● Brief: Look through the listing below and give the number of lines that hold "window". Say nothing more.
Records supplied: Begin
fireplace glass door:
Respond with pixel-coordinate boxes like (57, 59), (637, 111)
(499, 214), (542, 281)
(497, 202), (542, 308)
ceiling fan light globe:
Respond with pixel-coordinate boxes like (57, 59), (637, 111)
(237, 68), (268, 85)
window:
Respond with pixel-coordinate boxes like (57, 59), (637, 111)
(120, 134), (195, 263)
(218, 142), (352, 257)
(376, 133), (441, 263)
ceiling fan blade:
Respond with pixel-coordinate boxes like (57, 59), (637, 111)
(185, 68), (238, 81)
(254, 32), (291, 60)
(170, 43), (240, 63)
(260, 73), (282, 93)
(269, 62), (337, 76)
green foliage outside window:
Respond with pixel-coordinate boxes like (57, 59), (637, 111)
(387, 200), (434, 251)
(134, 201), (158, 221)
Records supplied: End
Records supplied: Begin
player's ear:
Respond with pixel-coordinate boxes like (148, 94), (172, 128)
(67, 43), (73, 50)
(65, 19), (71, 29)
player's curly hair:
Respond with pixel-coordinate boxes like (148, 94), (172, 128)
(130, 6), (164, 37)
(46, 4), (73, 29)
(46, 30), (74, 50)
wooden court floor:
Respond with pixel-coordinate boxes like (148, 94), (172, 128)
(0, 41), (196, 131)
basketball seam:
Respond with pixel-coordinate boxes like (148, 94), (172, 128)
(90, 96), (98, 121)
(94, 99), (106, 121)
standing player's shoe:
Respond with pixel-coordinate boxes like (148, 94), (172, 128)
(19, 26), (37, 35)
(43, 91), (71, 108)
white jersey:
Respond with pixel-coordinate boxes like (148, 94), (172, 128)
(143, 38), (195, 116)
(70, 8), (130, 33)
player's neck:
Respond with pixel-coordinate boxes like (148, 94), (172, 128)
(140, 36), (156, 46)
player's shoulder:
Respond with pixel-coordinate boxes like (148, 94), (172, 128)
Records supplied: End
Records supplied: Begin
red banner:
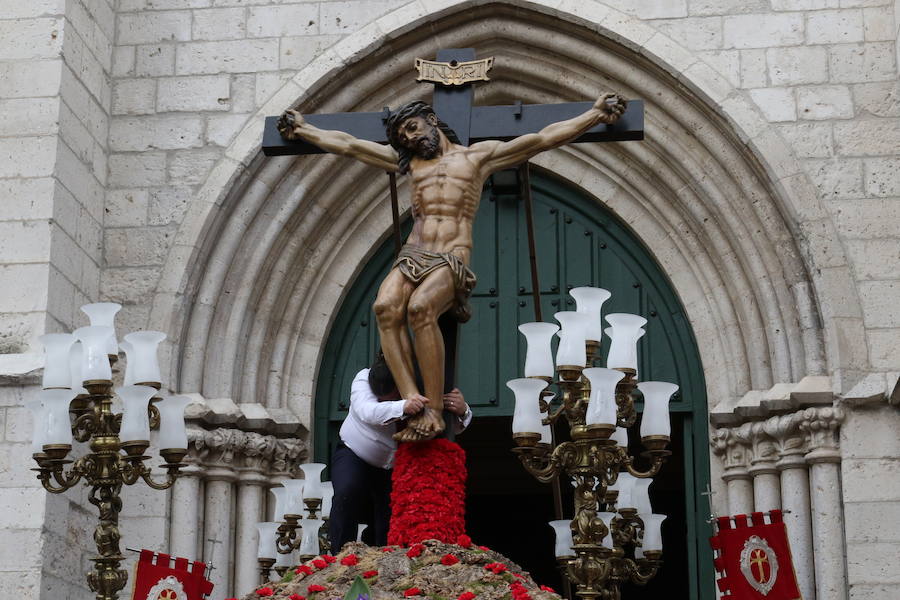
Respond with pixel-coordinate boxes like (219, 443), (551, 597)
Records supplied: End
● Task answer: 2